» **EXERCISE AIM**:
Go through the material below and copy each line where the word "glowing" appears.

(Beginning of SOURCE MATERIAL)

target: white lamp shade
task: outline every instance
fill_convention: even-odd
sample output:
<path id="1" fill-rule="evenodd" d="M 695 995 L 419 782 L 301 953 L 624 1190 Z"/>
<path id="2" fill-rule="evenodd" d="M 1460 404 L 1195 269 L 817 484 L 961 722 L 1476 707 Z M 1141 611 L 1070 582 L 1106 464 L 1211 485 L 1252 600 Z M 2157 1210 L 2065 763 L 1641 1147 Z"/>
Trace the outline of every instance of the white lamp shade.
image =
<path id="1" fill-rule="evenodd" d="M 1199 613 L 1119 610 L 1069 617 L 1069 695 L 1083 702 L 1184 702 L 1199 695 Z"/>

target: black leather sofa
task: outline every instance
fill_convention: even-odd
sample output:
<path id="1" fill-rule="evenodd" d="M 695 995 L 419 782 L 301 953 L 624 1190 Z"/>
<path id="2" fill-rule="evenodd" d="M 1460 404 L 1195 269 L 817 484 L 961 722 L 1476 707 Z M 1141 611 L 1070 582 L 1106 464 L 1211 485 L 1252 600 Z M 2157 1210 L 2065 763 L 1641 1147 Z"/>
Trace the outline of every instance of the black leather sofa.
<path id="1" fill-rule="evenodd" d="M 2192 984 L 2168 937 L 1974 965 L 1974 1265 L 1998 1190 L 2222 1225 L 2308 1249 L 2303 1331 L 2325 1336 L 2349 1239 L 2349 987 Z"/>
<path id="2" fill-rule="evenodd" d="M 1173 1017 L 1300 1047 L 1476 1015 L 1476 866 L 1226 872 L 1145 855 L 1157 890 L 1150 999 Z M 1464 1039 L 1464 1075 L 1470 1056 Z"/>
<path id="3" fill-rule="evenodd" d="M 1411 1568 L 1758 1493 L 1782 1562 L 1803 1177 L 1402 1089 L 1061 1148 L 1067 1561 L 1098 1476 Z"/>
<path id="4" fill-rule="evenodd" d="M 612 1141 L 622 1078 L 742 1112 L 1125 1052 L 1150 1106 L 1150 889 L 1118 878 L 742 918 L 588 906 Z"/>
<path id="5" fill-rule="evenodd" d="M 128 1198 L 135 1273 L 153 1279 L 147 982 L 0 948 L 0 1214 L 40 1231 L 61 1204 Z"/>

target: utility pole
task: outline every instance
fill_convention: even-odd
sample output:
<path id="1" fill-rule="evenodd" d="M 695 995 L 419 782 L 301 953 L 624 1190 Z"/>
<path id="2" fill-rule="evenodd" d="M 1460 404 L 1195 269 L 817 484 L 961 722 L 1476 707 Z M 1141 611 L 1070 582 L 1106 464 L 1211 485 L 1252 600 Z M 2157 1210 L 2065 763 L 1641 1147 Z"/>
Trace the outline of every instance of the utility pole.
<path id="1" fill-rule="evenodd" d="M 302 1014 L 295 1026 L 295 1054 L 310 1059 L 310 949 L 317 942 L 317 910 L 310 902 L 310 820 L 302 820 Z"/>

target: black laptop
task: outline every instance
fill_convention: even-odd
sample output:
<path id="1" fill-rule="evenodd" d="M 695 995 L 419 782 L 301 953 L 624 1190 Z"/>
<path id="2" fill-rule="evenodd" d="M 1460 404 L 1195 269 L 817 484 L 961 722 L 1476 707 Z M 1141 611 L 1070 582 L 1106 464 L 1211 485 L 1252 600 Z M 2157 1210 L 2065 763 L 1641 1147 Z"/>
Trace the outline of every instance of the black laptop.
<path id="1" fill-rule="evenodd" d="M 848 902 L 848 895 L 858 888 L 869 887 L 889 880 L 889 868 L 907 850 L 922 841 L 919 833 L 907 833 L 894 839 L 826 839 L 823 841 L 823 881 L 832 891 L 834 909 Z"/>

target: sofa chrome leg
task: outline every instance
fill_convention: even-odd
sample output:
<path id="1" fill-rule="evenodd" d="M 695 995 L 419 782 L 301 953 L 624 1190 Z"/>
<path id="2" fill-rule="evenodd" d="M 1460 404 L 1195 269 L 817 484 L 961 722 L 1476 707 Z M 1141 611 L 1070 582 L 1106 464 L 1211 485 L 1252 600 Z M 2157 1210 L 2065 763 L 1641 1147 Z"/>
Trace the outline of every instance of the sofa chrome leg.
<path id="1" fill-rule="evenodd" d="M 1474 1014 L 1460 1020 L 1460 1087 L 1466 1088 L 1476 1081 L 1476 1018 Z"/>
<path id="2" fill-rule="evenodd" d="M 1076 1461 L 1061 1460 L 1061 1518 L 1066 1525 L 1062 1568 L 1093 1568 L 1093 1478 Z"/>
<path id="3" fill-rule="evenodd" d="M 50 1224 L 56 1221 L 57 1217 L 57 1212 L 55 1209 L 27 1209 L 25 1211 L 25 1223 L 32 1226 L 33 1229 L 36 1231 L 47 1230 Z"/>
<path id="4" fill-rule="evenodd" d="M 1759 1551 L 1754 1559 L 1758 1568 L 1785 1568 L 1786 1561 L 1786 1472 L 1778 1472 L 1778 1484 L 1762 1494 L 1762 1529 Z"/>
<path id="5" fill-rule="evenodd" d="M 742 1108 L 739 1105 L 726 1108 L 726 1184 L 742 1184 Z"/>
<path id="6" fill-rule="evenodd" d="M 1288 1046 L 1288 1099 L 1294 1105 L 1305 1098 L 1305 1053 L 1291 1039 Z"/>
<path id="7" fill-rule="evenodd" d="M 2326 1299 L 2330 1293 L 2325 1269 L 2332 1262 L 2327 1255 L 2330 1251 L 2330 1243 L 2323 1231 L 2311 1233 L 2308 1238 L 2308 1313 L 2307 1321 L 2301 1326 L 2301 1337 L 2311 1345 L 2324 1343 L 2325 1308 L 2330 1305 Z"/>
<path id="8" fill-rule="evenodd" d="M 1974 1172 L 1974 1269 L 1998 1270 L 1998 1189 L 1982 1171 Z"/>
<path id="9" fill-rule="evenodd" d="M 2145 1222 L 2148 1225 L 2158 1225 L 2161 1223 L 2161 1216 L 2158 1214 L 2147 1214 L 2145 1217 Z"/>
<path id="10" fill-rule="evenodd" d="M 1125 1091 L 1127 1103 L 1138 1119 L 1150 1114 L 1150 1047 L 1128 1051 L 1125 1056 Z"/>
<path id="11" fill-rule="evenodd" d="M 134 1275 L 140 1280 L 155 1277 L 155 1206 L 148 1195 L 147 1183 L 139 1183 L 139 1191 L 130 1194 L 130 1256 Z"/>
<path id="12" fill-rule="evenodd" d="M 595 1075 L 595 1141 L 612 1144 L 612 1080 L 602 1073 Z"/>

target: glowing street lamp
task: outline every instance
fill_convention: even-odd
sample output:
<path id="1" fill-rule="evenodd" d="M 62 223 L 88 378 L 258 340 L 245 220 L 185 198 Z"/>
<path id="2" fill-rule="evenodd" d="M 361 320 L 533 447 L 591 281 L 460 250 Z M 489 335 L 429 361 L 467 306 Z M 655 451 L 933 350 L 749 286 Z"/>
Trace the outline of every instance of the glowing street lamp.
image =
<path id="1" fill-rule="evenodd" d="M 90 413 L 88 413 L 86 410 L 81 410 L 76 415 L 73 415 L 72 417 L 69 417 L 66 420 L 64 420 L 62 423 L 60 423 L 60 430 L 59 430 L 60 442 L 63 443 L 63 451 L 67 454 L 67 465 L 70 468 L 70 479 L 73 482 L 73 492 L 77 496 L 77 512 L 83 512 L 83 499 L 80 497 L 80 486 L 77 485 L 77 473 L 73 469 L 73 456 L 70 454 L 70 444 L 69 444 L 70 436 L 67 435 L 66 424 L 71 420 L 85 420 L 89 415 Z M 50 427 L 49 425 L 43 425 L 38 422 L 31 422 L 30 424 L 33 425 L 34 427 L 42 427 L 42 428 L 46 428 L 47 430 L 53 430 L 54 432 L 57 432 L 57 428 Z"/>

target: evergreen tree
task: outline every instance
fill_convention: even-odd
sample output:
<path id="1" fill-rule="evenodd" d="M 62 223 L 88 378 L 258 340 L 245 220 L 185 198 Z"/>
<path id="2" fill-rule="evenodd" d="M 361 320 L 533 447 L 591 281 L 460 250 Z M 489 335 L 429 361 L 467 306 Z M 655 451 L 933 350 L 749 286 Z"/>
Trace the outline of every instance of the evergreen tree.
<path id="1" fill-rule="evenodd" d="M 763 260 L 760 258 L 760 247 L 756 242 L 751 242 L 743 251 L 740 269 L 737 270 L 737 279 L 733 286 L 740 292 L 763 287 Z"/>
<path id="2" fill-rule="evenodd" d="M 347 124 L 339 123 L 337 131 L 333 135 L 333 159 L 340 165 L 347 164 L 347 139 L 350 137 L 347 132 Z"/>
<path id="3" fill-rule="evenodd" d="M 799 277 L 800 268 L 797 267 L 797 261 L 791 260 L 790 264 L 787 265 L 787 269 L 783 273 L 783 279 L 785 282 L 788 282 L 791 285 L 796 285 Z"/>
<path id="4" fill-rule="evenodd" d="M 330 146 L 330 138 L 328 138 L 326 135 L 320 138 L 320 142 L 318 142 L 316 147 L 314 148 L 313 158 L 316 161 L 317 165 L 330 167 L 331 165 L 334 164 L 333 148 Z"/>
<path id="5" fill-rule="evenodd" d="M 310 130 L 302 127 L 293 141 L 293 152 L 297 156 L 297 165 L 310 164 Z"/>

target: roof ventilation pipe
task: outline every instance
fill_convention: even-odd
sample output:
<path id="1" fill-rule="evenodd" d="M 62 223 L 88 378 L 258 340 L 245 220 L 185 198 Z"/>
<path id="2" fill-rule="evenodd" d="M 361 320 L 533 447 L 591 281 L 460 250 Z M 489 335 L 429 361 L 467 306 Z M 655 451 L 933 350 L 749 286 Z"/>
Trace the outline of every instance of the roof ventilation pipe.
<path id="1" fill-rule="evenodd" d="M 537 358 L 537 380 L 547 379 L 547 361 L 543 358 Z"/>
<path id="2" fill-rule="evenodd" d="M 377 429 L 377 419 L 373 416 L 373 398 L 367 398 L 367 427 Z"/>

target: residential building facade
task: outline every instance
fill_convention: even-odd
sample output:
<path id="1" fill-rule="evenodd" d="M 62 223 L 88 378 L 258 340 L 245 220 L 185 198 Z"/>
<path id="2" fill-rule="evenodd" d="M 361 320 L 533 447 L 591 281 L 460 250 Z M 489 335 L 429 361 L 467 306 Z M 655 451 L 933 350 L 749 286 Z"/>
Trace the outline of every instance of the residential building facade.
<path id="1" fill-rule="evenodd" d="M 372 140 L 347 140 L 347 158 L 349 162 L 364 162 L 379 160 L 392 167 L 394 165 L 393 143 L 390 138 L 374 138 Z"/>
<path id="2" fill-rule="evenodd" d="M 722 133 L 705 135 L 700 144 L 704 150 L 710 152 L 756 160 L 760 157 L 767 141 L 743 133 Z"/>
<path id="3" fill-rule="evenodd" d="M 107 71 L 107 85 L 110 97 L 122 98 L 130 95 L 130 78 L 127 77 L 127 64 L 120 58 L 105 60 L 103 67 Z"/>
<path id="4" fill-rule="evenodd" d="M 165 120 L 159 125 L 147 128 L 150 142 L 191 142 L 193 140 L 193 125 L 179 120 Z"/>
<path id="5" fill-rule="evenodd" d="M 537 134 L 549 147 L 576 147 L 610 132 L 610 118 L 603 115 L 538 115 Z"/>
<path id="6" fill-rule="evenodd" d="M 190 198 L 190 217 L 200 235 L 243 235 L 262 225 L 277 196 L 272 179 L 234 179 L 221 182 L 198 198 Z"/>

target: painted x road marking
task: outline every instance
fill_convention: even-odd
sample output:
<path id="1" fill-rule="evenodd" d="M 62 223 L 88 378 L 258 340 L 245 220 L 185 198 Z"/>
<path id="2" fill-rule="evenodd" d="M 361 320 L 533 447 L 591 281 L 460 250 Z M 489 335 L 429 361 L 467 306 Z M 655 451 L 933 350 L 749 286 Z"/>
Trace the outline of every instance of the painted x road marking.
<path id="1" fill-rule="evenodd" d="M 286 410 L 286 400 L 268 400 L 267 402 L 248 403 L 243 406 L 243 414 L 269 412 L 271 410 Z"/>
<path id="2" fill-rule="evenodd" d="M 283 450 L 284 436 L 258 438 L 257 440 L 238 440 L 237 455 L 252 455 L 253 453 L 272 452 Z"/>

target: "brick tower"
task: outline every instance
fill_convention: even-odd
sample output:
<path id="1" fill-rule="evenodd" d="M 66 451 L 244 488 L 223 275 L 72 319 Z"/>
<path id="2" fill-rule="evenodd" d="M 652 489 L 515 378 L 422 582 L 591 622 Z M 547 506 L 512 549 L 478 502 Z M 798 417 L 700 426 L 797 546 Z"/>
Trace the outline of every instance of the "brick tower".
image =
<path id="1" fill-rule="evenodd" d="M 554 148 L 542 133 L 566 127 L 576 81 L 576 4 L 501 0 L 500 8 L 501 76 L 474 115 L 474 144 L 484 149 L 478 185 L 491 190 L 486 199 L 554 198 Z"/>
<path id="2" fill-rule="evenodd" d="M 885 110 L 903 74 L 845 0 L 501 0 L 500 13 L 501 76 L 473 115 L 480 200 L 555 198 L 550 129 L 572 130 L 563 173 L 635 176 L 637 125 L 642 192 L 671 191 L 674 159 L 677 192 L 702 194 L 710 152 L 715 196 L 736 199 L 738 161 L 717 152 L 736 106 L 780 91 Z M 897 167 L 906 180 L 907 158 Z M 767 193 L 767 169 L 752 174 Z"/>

(End of SOURCE MATERIAL)

» **SOLUTION FOR THIS EXERCISE**:
target: glowing street lamp
Trace the outline of every instance of the glowing street lamp.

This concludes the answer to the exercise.